» **Passage given**
========================================================================

10 Arrays

Every program so far has worked with individual values — one integer, one string, one boolean at a time. Most real problems involve collections: a list of scores, a sequence of names, a series of measurements. This chapter introduces the array, Nex’s primary ordered collection, and the operations for creating, accessing, and processing arrays.

10.1 What an Array Is

An array is an ordered sequence of values, all of the same type. The order matters — position zero comes before position one, position one before position two — and each position holds exactly one value. The number of elements in an array is its length.

Array literals are written with square brackets, elements separated by commas:

nex> let scores := [85, 92, 78, 95, 60]

nex> scores.length
5

The type of scores is inferred as Array[Integer] — an array whose elements are integers. An array of strings would be Array[String], an array of reals Array[Real], and so on. All elements must be of the same type; an array cannot mix integers and strings.

An empty array requires an explicit type annotation, because there are no elements from which the type can be inferred:

nex> let empty: Array[Integer] := []

nex> empty.length
0

10.2 Accessing Elements

Elements are accessed by their index, which counts from zero:

nex> let scores := [85, 92, 78, 95, 60]

nex> scores.get(0)
85

nex> scores.get(1)
92

nex> scores.get(4)
60

The first element is at index 0, the last at index length - 1. Accessing an index outside this range raises an exception:

nex> scores.get(5)
Error: index out of bounds

This is the array equivalent of calling .to_integer on a non-numeric string — the language enforces the boundary rather than returning a silent wrong answer. The precondition for array access is that the index must be in the range [0, length - 1].

The last element is accessed with scores.get(scores.length - 1),

nex> scores.get(scores.length - 1)
60

nex> scores.get(0)
85

10.3 Modifying Elements

Individual elements can be updated by assigning to an indexed position:

nex> scores.put(2, 80)
nex> scores
[85, 92, 80, 95, 60]

The array itself is mutable — its elements can change — but its length cannot. An array created with five elements always has five elements. Adding or removing elements requires the operations in Section 9.5.

========================================================================

» **A block of data**
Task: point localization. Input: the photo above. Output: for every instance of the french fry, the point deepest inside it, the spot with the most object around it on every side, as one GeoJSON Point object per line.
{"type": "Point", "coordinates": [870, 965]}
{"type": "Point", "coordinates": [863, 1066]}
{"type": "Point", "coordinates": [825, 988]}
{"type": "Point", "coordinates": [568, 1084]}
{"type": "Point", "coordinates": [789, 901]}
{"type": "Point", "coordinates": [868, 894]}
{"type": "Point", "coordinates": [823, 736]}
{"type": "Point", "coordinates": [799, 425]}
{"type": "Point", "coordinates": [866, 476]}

========================================================================

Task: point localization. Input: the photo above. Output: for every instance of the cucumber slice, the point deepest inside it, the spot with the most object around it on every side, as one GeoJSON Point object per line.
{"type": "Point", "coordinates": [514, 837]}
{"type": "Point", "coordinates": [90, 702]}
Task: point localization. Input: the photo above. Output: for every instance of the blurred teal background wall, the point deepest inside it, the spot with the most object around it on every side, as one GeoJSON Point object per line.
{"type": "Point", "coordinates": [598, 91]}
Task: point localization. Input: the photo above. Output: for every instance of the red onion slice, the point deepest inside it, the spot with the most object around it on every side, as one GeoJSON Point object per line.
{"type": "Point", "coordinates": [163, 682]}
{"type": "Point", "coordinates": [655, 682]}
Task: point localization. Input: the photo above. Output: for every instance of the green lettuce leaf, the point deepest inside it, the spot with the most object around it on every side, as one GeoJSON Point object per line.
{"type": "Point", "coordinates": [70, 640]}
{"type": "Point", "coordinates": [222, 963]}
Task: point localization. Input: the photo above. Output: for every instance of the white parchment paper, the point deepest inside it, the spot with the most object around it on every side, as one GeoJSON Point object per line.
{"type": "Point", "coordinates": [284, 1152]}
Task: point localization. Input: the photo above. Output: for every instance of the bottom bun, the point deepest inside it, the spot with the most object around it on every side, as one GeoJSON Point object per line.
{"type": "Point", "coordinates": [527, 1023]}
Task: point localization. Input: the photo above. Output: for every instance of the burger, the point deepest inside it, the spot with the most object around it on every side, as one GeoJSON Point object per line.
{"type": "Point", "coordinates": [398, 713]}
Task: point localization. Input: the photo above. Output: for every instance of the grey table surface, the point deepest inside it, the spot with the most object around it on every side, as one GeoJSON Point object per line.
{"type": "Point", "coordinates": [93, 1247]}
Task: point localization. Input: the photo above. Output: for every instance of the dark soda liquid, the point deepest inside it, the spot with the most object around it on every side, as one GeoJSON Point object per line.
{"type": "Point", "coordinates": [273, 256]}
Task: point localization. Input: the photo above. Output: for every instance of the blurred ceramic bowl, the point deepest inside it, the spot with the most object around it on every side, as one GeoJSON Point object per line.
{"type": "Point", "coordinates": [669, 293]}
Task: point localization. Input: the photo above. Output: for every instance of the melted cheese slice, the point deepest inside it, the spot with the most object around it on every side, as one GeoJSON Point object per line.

========================================================================

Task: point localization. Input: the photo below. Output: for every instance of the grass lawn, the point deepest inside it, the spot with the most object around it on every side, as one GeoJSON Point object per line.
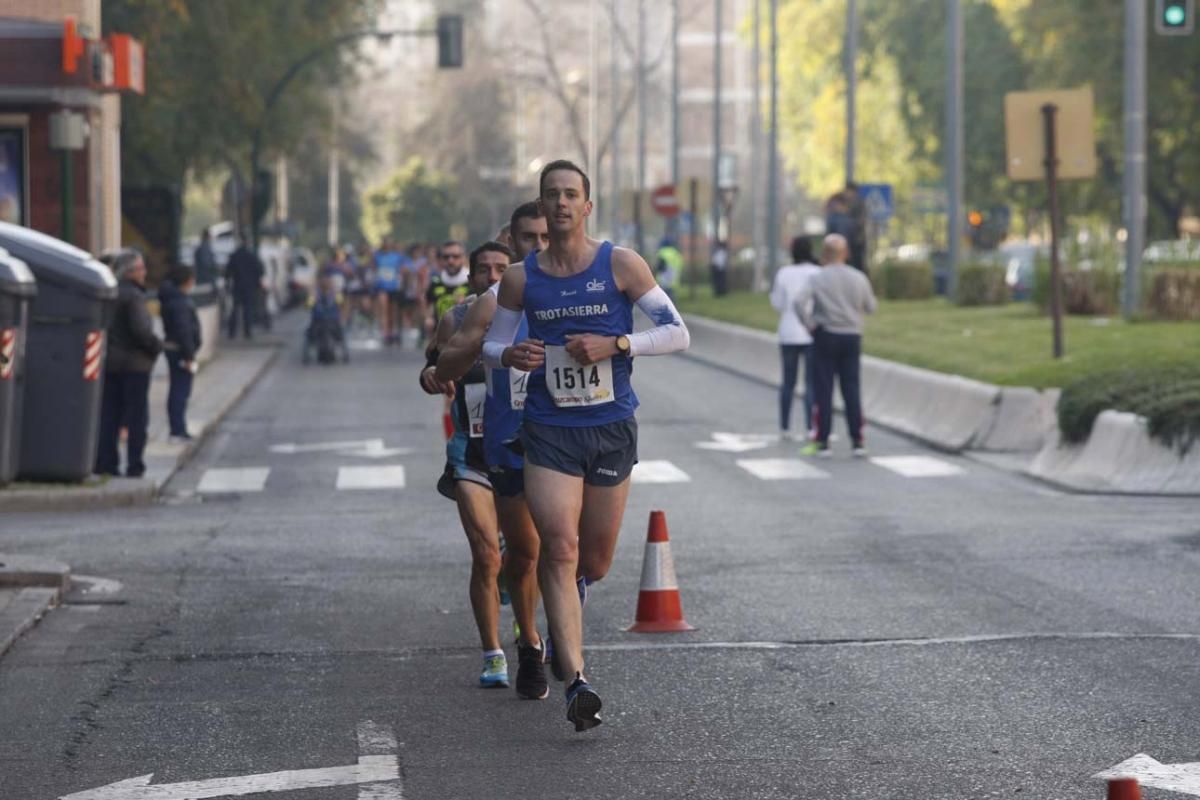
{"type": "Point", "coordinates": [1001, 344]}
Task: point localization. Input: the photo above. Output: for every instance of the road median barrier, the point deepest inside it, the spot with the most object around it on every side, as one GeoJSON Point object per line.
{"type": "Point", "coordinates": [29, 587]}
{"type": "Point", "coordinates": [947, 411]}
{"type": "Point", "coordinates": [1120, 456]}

========================================================================

» **Problem set**
1: In the passage on arrays, swap "scores" for "marks" and write the text out again, beginning at the words "Elements are accessed" and stopping after "nex> scores.get(4)".
2: In the passage on arrays, what error message appears when scores.get(5) is called?

» **The results**
1:
Elements are accessed by their index, which counts from zero:

nex> let marks := [85, 92, 78, 95, 60]

nex> marks.get(0)
85

nex> marks.get(1)
92

nex> marks.get(4)

2: Error: index out of bounds